** start of ENTRIES PROVIDED **

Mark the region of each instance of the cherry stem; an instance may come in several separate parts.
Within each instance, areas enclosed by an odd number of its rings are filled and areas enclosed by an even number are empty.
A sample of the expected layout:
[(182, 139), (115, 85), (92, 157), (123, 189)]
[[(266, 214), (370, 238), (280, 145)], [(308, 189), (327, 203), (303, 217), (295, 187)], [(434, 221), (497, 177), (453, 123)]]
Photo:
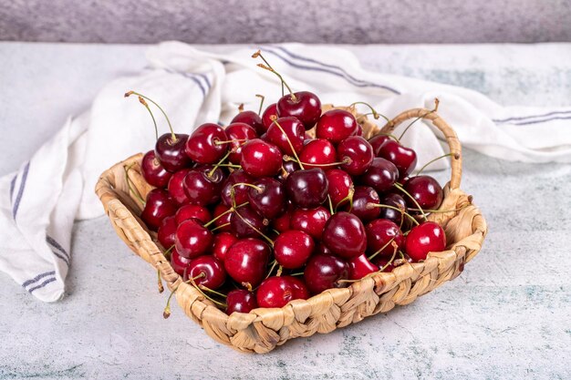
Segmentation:
[(154, 104), (155, 106), (157, 106), (157, 108), (161, 110), (161, 112), (162, 112), (162, 115), (164, 116), (164, 118), (167, 119), (167, 123), (169, 124), (169, 129), (171, 129), (171, 138), (172, 139), (172, 141), (176, 141), (176, 135), (174, 134), (174, 129), (172, 129), (172, 125), (171, 124), (171, 120), (169, 119), (169, 117), (167, 116), (167, 113), (164, 111), (164, 109), (162, 109), (162, 108), (161, 106), (159, 106), (157, 104), (157, 102), (155, 102), (153, 99), (150, 98), (149, 97), (145, 97), (142, 94), (140, 94), (138, 92), (135, 91), (128, 91), (125, 93), (125, 98), (130, 97), (130, 95), (137, 95), (138, 97), (142, 98), (143, 99), (147, 99), (149, 100), (151, 103)]
[(404, 188), (402, 186), (400, 186), (399, 183), (395, 183), (395, 188), (399, 189), (400, 191), (404, 192), (407, 197), (409, 197), (410, 200), (412, 200), (412, 201), (414, 202), (414, 204), (416, 205), (416, 207), (418, 207), (419, 211), (420, 211), (420, 213), (422, 214), (422, 218), (424, 218), (425, 221), (428, 221), (428, 219), (426, 218), (426, 214), (424, 213), (424, 211), (422, 211), (422, 208), (420, 207), (420, 205), (419, 204), (419, 202), (416, 201), (416, 200), (414, 199), (413, 196), (411, 196), (409, 191), (407, 191), (406, 190), (404, 190)]
[(442, 155), (441, 157), (437, 157), (436, 159), (428, 161), (422, 168), (420, 168), (420, 169), (419, 171), (416, 172), (416, 175), (420, 176), (420, 173), (422, 172), (422, 170), (424, 170), (427, 166), (429, 166), (432, 162), (438, 161), (439, 159), (443, 159), (445, 157), (453, 157), (456, 159), (460, 159), (460, 155), (458, 153), (450, 152), (450, 153), (444, 154), (444, 155)]
[(254, 53), (252, 55), (253, 58), (257, 58), (258, 56), (260, 58), (262, 58), (262, 60), (265, 64), (265, 65), (258, 64), (258, 67), (262, 67), (262, 68), (264, 68), (265, 70), (268, 70), (268, 71), (275, 74), (277, 76), (277, 77), (279, 77), (279, 80), (282, 81), (282, 86), (286, 86), (286, 87), (287, 87), (287, 90), (289, 91), (289, 94), (292, 97), (292, 101), (296, 102), (297, 101), (297, 98), (296, 97), (296, 95), (294, 95), (294, 91), (292, 91), (291, 87), (287, 85), (287, 83), (286, 83), (286, 81), (284, 80), (284, 77), (277, 71), (274, 70), (274, 67), (272, 67), (272, 66), (269, 64), (269, 62), (265, 60), (264, 56), (262, 56), (262, 52), (260, 50), (256, 51), (255, 53)]

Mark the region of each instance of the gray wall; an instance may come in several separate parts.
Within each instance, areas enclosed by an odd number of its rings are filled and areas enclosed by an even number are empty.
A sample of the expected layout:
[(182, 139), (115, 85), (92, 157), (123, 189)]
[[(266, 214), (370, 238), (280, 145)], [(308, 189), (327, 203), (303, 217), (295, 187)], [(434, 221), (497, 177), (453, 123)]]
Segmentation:
[(0, 39), (102, 43), (571, 41), (571, 0), (0, 0)]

** end of ENTRIES PROVIDED **

AIM OF THE EXERCISE -
Reproduce the listing above word for word, from start to finish, but leave out the pictures.

COMPLETE OUTPUT -
Mark the region of each instance of the cherry stem; an instance may come in several separate parts.
Within each instance, areas enclosed by an odd number of its rings are filled and areas enclosed by an even number are empty.
A sample of the expected layout:
[(182, 139), (115, 85), (92, 157), (123, 189)]
[[(266, 214), (370, 238), (280, 145)], [(308, 189), (327, 203), (303, 217), (295, 187)], [(434, 221), (497, 177), (453, 123)]]
Photo:
Segmentation:
[(154, 104), (155, 106), (157, 106), (157, 108), (161, 110), (161, 112), (162, 112), (162, 115), (164, 116), (164, 118), (167, 119), (167, 123), (169, 124), (169, 129), (171, 129), (171, 138), (172, 139), (172, 141), (176, 141), (176, 135), (174, 134), (174, 129), (172, 129), (172, 125), (171, 124), (171, 120), (169, 119), (169, 117), (167, 116), (167, 113), (164, 111), (164, 109), (162, 109), (162, 108), (161, 106), (159, 106), (157, 104), (157, 102), (155, 102), (153, 99), (150, 98), (149, 97), (145, 97), (142, 94), (140, 94), (138, 92), (135, 91), (128, 91), (125, 93), (125, 98), (130, 97), (130, 95), (137, 95), (138, 97), (142, 98), (143, 99), (147, 99), (149, 100), (151, 103)]
[(404, 188), (402, 186), (400, 186), (399, 183), (395, 183), (395, 188), (399, 189), (400, 191), (404, 192), (407, 197), (409, 197), (410, 200), (412, 200), (412, 201), (414, 202), (414, 204), (416, 205), (416, 207), (418, 207), (419, 211), (420, 211), (420, 213), (422, 214), (422, 218), (424, 218), (425, 221), (428, 221), (428, 219), (426, 218), (426, 214), (424, 213), (424, 211), (422, 211), (422, 208), (420, 207), (420, 205), (419, 204), (419, 202), (416, 201), (416, 200), (414, 199), (413, 196), (411, 196), (409, 191), (407, 191), (406, 190), (404, 190)]
[(442, 155), (441, 157), (437, 157), (436, 159), (428, 161), (422, 168), (420, 168), (420, 169), (419, 171), (416, 172), (416, 175), (420, 176), (420, 173), (422, 172), (422, 170), (424, 170), (427, 166), (429, 166), (432, 162), (438, 161), (439, 159), (443, 159), (445, 157), (453, 157), (456, 159), (460, 159), (460, 155), (458, 153), (450, 152), (450, 153), (444, 154), (444, 155)]
[(254, 53), (252, 55), (253, 58), (257, 58), (258, 56), (260, 58), (262, 58), (262, 60), (265, 64), (265, 65), (258, 64), (258, 67), (262, 67), (262, 68), (264, 68), (265, 70), (268, 70), (268, 71), (275, 74), (277, 76), (277, 77), (279, 77), (279, 80), (282, 81), (282, 86), (286, 86), (286, 87), (287, 87), (287, 90), (289, 91), (289, 94), (292, 97), (292, 101), (296, 102), (297, 101), (297, 98), (296, 97), (296, 95), (294, 95), (294, 91), (292, 91), (291, 87), (287, 85), (287, 83), (286, 83), (286, 81), (284, 80), (284, 77), (277, 71), (274, 70), (274, 67), (272, 67), (272, 66), (269, 64), (269, 62), (265, 60), (264, 56), (262, 56), (262, 52), (260, 50), (256, 51), (255, 53)]

Mark the region of each instance of the gray wall; an instance may come in several separate parts.
Within each instance, areas enclosed by an odd number of its rings are filled and areas enclosed by an even number are empty.
A sample of the expected layout:
[(182, 139), (115, 85), (92, 157), (123, 189)]
[[(266, 214), (370, 238), (280, 145)], [(308, 189), (327, 203), (303, 217), (295, 187)], [(434, 221), (497, 177), (453, 123)]]
Segmentation:
[(0, 39), (102, 43), (571, 41), (571, 0), (0, 0)]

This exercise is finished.